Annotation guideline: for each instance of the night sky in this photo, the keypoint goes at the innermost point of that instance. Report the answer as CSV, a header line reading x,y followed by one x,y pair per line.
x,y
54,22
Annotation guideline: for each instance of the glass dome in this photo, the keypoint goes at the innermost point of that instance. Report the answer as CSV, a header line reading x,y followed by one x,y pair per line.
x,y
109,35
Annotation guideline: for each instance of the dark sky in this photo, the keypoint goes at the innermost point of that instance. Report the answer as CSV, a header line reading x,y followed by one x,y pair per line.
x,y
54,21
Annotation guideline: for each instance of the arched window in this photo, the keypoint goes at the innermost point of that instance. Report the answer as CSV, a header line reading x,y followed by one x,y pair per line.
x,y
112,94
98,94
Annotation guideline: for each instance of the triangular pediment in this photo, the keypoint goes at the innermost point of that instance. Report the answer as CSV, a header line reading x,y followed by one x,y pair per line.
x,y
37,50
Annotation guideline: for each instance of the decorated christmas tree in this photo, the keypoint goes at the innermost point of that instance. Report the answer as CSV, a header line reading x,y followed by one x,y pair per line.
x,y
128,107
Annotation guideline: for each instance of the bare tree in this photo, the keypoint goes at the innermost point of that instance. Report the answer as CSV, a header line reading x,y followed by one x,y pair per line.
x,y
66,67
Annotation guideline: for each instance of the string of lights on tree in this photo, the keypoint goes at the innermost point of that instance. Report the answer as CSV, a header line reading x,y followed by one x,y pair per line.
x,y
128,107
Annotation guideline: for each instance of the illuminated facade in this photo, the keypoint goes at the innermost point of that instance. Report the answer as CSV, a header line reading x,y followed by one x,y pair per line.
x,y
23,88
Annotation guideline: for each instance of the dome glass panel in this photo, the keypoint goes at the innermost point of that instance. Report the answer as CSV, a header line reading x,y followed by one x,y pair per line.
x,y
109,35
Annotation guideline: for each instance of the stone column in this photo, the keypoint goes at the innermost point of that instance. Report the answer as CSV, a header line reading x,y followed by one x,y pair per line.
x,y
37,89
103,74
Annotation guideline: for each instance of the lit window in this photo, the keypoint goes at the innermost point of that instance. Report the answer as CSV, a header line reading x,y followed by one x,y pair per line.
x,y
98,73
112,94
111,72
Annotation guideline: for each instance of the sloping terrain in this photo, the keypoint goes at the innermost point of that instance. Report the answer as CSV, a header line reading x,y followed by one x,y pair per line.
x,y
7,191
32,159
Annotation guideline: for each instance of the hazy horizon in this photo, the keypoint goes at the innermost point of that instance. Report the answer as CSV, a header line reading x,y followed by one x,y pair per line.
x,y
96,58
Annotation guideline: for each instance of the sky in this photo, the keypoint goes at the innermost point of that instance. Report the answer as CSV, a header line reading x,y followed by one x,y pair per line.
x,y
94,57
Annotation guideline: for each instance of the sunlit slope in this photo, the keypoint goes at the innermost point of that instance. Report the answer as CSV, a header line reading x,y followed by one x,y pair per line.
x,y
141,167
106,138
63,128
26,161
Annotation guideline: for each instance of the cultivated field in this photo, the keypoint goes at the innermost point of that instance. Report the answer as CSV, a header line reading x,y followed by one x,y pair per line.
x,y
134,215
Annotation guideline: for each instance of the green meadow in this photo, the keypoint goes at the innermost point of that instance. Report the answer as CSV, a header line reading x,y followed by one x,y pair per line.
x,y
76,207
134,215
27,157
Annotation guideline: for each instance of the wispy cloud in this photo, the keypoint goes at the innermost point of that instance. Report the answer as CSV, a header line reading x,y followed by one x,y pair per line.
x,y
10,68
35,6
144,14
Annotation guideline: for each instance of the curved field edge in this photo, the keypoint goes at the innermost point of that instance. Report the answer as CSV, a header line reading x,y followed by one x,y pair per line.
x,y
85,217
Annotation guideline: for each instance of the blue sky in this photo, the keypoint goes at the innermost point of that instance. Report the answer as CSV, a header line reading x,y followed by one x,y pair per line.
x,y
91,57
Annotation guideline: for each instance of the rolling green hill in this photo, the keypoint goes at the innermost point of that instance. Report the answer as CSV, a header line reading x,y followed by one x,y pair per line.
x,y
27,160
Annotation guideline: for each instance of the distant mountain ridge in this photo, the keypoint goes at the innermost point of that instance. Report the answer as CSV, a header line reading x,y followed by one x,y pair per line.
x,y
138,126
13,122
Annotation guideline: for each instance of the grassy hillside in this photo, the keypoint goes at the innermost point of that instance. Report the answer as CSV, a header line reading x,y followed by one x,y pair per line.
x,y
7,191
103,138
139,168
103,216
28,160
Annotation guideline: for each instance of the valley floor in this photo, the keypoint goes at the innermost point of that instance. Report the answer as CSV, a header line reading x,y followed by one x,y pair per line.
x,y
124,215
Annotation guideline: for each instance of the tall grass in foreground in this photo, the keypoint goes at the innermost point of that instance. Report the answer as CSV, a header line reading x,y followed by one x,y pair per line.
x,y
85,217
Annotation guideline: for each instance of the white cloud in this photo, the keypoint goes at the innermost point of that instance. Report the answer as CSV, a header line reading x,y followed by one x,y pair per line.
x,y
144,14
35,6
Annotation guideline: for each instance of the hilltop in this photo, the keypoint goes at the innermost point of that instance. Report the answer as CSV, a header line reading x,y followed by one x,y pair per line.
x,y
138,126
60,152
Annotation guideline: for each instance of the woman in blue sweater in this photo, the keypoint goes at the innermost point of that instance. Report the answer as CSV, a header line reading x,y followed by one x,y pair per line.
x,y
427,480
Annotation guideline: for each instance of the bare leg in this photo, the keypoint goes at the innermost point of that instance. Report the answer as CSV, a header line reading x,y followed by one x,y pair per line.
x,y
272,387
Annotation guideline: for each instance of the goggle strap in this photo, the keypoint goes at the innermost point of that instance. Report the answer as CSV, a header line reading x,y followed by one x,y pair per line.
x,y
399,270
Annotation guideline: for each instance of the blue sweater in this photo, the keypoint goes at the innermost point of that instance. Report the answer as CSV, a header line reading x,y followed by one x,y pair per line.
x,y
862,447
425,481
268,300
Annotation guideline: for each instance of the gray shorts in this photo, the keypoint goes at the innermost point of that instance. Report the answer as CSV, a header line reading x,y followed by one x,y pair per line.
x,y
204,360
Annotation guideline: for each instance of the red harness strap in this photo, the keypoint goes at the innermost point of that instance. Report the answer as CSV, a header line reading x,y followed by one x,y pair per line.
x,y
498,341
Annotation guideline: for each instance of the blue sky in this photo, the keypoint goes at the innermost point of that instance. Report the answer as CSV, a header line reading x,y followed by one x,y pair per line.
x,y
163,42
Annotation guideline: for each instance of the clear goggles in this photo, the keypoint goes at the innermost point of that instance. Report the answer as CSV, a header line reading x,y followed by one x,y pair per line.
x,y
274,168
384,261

** Task goal **
Locate "Annotation guideline: for each instance of the hilltop" in the material, then quote the line that contains it and all lines after it through the final one.

** Solution for this problem **
Annotation guideline: for each instance of the hilltop in this photo, the keypoint goes at the innermost point of that instance. Report the answer as CSV, a header line reading x,y followed by one x,y pair per line.
x,y
138,126
60,152
Annotation guideline: for each instance of the woman in blue sweater in this photo, the keypoint goes at the innermost point of that instance. Report the answer as CSV, a header line reading x,y followed by one x,y pair per line.
x,y
427,480
Annotation guideline: for each instance of the bare leg in this photo, the keypoint goes at the innermost point of that instance. Report the answer as CSV, a header line reading x,y followed by one x,y pair per line.
x,y
272,387
Annotation guideline: for each instance of the goggle strap in this photo, the keypoint goes at the innermost point of that instance. Report the answer as CSV, a header line reading x,y followed by one x,y pair per line.
x,y
399,270
Annotation guideline: for each instance of the blue sweater in this photo, the keypoint goes at the innermost point of that instance. Report the answer as CSV, a header line reading x,y followed by one x,y pair per line.
x,y
862,447
425,481
268,300
Annotation guideline: for each instance of the gray shorts in this photo, the keypoint goes at the innermost point of that instance. Report the answer as CSV, a header line reading x,y followed by one x,y pair per line.
x,y
204,360
Annotation guideline: for each instance of the red harness strap in this photo, the keypoint goes at the innermost point of that instance. Report the answer as CSV, a header line reading x,y followed by one x,y pair per line.
x,y
498,341
Annotation guideline: for each instance of the blue sky in this photo, the keypoint goes at the innermost point of that instance. Report the answer as CSV, a header line reading x,y followed by one x,y pair per line.
x,y
163,42
Annotation guideline: for each instance of the clear goggles in this photo, the keypoint goes at the innermost point of that instance. Report the answer as CSV, a header line reading x,y followed by one x,y pair per line.
x,y
274,168
384,261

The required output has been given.